2. SSD: solid state drives

  [see handout week11.a]

  --hardware organization

    --semiconductor-based flash memory

    --storing data electrically, instead of magnetically

    --a flash bank contains blocks
      --blocks (or erase blocks) are of size 128KB or 256KB

    --a block contains pages
      --pages are of 4KB to 16KB

  --operations

    --read: a page

    --erase: a block, resetting all bits to 1

    --program: a page, setting some bits to 0
      (you cannot program a page twice without erasing)

    --(logical) write: a combination of erase and program operations
    --Question: can you imagine how to update a page A in a single block flash?
      (which of course is a little bit too small...)
        [answer:
          1. copy other pages in the block to other places (where? anywhere, memory or disk)
          2. erase the entire block
          3. write page A with wanted contents
          4. copy other pages back to their positions
        ]

      -- this echos "writes are more expensive than reads"
         which appears in many places.
         (probably something deeper about it.)

  --performance
    --read: tens of us
    --erase: several ms
    --program: hundreds of us

  --a bummer: wear-out
    -- a block can bare about 10,000 to 100,000 times erasing,
       then becomes unusable


  --FTL: flash translation layer

    --read/write logic blocks -->FTL--> read/erase/program physical blocks
      (note, the "blocks" in logical blocks and physical blocks are different:
        logical blocks as in the device interface,
        physical blocks as in the flash hardware)

    --Question: if you were FTL, how would you mitigate wear-outs?
      [answer: evenly spread the erase/program to blocks.]

    --a log-structured FTL

      --idea:
        --when write, appending the write to the next free page
          (called logging).

Records shown:

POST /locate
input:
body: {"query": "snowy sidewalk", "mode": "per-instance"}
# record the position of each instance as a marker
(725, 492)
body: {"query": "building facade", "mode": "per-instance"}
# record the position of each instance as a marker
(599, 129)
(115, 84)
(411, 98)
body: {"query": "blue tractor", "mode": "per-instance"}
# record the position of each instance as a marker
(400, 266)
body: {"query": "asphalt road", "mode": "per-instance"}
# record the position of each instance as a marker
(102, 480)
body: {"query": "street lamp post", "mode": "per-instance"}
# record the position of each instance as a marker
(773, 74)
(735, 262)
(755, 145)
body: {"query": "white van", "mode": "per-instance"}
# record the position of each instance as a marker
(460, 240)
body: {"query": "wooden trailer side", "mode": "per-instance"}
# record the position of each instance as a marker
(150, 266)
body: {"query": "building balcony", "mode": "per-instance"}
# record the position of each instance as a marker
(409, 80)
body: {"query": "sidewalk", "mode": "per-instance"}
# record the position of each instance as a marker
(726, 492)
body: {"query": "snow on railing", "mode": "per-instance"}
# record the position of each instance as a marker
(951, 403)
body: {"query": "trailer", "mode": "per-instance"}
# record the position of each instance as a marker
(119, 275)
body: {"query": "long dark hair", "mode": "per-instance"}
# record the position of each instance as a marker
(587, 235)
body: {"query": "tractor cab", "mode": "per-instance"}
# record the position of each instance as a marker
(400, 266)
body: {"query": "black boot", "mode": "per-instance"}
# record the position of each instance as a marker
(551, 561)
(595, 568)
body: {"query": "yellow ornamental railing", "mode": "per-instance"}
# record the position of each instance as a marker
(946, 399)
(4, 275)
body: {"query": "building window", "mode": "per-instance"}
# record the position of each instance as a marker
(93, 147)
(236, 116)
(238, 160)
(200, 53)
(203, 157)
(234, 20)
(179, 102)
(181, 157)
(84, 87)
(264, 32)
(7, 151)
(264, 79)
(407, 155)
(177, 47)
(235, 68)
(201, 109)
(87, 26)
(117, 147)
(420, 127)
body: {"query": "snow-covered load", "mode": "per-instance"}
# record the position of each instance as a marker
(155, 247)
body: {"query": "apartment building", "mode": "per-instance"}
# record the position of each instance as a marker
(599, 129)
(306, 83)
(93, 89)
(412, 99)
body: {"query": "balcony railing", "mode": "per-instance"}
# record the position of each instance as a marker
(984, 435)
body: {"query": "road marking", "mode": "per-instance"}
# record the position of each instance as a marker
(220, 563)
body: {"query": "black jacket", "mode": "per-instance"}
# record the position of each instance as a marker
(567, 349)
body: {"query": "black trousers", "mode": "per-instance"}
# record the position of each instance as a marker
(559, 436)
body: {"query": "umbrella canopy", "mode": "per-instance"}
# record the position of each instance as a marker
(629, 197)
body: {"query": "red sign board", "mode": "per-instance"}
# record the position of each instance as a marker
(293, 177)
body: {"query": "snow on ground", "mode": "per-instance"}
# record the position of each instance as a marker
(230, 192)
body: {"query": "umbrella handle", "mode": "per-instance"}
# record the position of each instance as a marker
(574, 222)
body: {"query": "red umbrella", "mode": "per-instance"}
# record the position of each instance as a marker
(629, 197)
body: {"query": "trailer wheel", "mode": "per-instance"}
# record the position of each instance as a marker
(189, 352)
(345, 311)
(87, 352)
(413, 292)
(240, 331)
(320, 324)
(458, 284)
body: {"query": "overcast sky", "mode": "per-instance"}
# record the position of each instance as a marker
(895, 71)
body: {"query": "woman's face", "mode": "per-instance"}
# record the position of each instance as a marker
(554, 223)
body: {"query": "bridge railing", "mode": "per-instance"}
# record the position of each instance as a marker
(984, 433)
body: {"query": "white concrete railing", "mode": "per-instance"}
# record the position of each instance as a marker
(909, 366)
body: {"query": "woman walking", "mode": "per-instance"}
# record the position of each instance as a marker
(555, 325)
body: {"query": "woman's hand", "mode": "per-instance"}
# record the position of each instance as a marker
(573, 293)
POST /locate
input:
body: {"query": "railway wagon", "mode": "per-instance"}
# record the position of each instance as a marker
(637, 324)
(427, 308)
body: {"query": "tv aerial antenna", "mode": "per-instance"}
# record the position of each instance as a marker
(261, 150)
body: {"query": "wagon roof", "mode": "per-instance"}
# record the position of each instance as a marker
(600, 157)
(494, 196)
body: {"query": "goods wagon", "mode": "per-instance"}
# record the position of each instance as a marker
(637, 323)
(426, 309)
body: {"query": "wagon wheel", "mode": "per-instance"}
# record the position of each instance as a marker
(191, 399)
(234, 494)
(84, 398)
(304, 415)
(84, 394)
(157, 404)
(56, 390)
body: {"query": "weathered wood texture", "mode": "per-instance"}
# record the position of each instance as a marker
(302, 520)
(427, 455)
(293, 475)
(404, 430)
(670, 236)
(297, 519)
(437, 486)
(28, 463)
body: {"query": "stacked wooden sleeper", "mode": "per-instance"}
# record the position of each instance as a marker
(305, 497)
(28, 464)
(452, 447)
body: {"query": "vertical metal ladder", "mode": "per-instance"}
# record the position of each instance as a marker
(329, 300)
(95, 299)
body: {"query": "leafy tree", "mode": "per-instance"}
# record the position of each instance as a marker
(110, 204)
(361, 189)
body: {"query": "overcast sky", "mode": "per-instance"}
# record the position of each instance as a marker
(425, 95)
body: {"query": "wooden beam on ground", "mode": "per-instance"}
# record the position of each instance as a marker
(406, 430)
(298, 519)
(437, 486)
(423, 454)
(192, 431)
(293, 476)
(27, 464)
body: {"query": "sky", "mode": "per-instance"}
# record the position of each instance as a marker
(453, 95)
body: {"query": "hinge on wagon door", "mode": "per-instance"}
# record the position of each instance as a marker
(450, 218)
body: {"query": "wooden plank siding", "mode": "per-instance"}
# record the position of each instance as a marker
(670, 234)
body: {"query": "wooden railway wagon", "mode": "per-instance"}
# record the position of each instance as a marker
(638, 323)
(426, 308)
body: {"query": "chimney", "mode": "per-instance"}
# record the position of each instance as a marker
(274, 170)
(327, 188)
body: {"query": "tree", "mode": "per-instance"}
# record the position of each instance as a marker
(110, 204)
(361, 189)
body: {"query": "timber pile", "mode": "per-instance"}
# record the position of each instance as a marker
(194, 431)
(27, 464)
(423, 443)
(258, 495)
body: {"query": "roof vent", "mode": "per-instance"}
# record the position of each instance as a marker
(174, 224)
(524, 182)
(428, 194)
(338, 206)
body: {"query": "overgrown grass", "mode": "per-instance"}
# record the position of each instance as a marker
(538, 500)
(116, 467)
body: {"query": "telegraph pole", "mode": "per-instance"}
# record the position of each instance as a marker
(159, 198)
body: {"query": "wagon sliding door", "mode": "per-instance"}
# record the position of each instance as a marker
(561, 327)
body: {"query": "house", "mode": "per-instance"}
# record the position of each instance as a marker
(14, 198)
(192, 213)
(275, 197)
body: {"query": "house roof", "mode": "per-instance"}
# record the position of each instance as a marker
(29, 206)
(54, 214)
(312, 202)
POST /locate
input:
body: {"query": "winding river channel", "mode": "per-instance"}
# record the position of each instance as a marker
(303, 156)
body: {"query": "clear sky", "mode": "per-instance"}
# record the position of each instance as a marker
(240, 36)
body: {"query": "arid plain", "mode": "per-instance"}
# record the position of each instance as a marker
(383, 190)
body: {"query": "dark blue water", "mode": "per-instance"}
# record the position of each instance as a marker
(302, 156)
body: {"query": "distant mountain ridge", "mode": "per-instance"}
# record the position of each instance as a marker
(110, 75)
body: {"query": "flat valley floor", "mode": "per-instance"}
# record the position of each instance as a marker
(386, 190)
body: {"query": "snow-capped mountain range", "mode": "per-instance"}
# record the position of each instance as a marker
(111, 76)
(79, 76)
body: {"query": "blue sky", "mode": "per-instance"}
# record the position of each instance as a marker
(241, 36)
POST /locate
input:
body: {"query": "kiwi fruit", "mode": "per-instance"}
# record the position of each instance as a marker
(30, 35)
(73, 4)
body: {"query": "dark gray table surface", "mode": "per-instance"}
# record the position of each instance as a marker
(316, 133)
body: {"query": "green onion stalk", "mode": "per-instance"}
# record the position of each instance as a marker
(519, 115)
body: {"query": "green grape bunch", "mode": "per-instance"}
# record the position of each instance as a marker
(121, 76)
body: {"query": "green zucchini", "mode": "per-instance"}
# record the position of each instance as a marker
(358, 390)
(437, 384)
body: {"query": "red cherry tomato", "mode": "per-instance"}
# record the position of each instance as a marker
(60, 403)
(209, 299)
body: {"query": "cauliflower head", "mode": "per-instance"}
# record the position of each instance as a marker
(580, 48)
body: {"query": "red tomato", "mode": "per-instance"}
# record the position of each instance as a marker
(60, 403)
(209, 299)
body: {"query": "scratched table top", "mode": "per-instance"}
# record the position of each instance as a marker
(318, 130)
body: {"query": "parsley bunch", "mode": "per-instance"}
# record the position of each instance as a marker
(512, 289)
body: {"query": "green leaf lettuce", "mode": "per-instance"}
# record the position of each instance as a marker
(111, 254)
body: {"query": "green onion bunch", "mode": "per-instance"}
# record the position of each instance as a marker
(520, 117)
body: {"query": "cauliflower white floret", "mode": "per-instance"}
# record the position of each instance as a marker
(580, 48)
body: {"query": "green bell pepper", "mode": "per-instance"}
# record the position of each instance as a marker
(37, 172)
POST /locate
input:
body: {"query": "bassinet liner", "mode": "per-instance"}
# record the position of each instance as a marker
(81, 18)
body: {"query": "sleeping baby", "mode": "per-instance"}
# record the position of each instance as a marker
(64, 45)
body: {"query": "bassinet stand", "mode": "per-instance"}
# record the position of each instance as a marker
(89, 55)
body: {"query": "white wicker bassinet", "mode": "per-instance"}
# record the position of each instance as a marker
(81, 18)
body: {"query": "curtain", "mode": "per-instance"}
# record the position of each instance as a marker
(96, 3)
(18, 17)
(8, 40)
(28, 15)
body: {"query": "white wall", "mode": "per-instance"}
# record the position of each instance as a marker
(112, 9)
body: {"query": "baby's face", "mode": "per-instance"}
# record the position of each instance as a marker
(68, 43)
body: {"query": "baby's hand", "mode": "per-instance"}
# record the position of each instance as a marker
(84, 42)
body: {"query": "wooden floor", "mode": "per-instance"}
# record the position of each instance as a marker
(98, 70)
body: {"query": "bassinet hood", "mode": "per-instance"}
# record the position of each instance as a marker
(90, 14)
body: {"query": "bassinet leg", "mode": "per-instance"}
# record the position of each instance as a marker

Exercise task:
Using the SSD notes, answer these:
(a) What size range do the notes give for a page?
(b) What does the erase operation reset all bits in a block to?
(c) How long does an erase take?

Response:
(a) 4KB to 16KB
(b) 1
(c) Several ms